**Selected extract:**
══════════════════════════════

Osteoarthritis of the Base of the Thumb
The are many types of arthritis. The most common type seen at the base joint of the thumb is osteoarthritis, often described as wear and tear of the joint cartilage. In a normal joint, the ends of the bones are covered with smooth cartilage, which serves as a cushion and ensures the bones move easily in relation to one other. When osteoarthritis erodes the cartilage, the bone ends rub against each other, creating pain.
The thumb is made of three bones. The base bone (metacarpal) rests on one small wrist bone (trapezium), creating the thumb CMC (carpometacarpal) joint. The shape of the bones making the CMC joint allows the thumb to move through a wide range of motion. This movement allows the thumb to grasp a large variety of object shapes and sizes, including very small objects that require pinching between the thumb and finger tips.
Osteoarthritis in the thumb CMC joint is common in older adults, occurring from 40 years of age upwards. Fractures or sprains to the joint can hasten the onset of osteoarthritis. More women than men experience symptoms.
The initial symptom of osteoarthritis of the thumb CMC joint is pain at the joint when using the hand. Common complaints are pain when opening jars, opening a car door, turning keys, etc.

══════════════════════════════

**Given entries:**
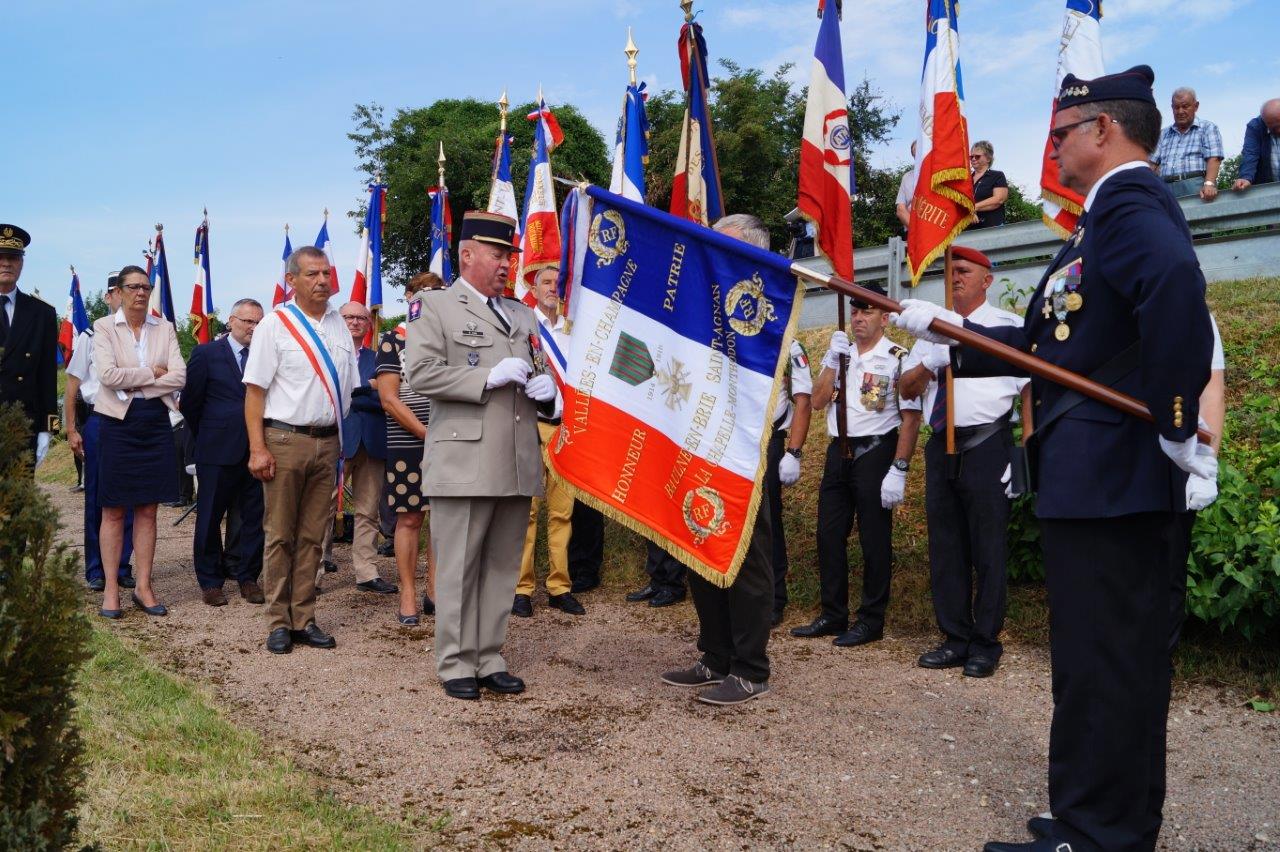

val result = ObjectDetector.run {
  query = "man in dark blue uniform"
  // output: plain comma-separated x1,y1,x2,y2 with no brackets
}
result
0,225,61,464
896,65,1217,852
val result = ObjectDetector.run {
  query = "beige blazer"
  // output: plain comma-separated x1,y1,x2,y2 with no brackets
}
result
404,283,550,496
93,310,187,420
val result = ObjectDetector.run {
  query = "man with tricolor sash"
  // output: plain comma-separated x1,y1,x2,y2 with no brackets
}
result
243,246,360,654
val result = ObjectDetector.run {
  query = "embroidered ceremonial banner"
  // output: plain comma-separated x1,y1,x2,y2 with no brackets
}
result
545,187,803,587
1041,0,1106,239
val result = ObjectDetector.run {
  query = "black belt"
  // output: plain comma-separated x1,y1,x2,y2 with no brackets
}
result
262,417,338,438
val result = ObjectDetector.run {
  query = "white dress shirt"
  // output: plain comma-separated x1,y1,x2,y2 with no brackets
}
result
243,304,360,426
902,302,1030,426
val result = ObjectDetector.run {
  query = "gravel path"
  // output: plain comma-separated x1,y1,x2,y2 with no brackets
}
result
49,486,1280,851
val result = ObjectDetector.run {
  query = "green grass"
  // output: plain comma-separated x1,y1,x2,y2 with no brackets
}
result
77,629,433,849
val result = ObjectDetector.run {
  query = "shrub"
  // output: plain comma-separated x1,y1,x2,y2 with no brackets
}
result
0,406,90,849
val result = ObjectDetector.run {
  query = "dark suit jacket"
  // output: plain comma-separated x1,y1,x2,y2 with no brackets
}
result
1240,115,1276,183
952,162,1213,518
0,289,61,432
178,338,248,464
342,347,387,459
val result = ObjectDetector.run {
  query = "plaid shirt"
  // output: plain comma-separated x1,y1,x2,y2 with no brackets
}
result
1151,118,1222,178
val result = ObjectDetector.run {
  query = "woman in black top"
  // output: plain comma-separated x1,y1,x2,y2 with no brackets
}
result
969,139,1009,230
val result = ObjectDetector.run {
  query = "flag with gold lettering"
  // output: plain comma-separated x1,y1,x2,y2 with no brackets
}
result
547,187,803,587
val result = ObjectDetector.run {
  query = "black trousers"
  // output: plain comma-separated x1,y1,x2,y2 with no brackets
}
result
1041,512,1176,852
568,500,604,585
192,463,265,588
644,541,689,595
924,430,1012,660
818,429,897,631
760,429,791,613
689,485,773,683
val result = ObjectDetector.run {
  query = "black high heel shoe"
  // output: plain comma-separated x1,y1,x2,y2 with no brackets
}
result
129,592,169,615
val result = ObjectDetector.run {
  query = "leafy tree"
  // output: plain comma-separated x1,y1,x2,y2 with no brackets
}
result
347,99,609,285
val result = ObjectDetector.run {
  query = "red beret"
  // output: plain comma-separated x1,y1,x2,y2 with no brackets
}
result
951,246,991,269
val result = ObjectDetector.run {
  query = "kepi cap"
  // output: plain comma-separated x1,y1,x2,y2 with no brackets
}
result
1057,65,1156,110
458,210,520,252
0,225,31,257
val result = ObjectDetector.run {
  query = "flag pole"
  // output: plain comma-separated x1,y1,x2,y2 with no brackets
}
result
791,264,1213,444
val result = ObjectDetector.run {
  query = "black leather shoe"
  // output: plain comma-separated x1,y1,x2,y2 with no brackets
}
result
649,588,685,606
964,656,1000,678
547,592,586,615
476,672,525,695
356,577,399,595
627,583,658,604
916,645,969,669
291,622,338,647
266,627,293,654
831,622,884,647
129,594,169,615
444,678,480,701
1027,816,1053,840
791,615,849,638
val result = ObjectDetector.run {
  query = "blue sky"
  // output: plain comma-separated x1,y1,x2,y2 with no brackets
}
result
10,0,1280,316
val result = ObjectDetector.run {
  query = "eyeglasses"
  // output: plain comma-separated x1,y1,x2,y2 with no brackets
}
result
1048,115,1119,151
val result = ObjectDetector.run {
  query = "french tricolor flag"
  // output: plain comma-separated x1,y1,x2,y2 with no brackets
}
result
796,3,854,281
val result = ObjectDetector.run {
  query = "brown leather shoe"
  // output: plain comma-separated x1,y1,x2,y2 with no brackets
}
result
241,580,266,604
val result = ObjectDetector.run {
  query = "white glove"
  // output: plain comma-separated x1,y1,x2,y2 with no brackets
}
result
822,331,849,370
525,372,556,402
1160,435,1217,482
890,299,964,347
778,453,800,485
1000,463,1014,500
1187,473,1217,512
484,358,534,390
881,467,906,509
920,347,951,372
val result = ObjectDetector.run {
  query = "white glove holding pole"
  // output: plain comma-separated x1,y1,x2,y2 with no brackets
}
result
890,299,964,347
881,467,906,509
822,331,849,370
778,453,800,485
525,372,556,402
484,358,534,390
1187,473,1217,512
1160,435,1217,482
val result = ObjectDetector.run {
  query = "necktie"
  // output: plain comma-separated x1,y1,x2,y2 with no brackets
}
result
488,299,511,334
929,367,947,432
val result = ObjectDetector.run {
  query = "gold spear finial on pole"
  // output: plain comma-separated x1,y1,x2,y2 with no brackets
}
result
622,27,640,86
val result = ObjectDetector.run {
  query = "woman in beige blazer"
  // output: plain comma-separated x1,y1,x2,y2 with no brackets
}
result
93,266,187,618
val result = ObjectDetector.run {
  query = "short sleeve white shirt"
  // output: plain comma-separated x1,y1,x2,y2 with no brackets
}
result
243,304,360,426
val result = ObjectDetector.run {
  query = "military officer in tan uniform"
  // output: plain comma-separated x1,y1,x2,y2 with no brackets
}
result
404,212,556,698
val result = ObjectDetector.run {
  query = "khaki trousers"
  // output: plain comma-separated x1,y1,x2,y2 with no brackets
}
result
430,496,531,681
262,427,340,631
324,446,387,583
516,421,573,595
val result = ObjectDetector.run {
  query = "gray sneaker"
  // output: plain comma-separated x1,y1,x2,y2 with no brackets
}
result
698,674,769,706
662,663,724,687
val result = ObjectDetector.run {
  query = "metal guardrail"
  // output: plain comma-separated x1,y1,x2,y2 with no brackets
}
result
797,183,1280,329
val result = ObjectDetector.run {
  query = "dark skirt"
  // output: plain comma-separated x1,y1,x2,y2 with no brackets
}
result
97,396,178,507
383,441,426,513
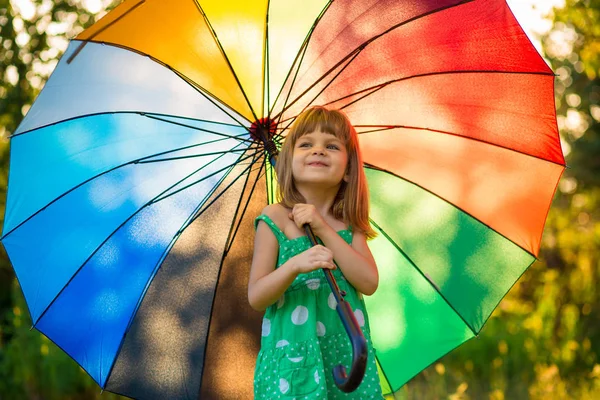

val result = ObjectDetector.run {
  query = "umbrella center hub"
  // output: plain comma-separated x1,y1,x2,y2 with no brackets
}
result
250,117,277,143
250,117,279,165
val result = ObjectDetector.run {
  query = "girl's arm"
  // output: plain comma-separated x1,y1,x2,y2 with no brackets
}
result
315,227,379,296
248,217,298,311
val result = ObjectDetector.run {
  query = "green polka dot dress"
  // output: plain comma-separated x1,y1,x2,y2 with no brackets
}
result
254,215,383,400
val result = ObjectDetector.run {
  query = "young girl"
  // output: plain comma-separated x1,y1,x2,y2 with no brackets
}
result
248,107,382,400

══════════════════════════════

Reproduce the whole text on thumb base osteoarthritis above word for word, from its title to its final sentence.

**Solution:**
Osteoarthritis of the Base of the Thumb
The are many types of arthritis. The most common type seen at the base joint of the thumb is osteoarthritis, often described as wear and tear of the joint cartilage. In a normal joint, the ends of the bones are covered with smooth cartilage, which serves as a cushion and ensures the bones move easily in relation to one other. When osteoarthritis erodes the cartilage, the bone ends rub against each other, creating pain.
The thumb is made of three bones. The base bone (metacarpal) rests on one small wrist bone (trapezium), creating the thumb CMC (carpometacarpal) joint. The shape of the bones making the CMC joint allows the thumb to move through a wide range of motion. This movement allows the thumb to grasp a large variety of object shapes and sizes, including very small objects that require pinching between the thumb and finger tips.
Osteoarthritis in the thumb CMC joint is common in older adults, occurring from 40 years of age upwards. Fractures or sprains to the joint can hasten the onset of osteoarthritis. More women than men experience symptoms.
The initial symptom of osteoarthritis of the thumb CMC joint is pain at the joint when using the hand. Common complaints are pain when opening jars, opening a car door, turning keys, etc.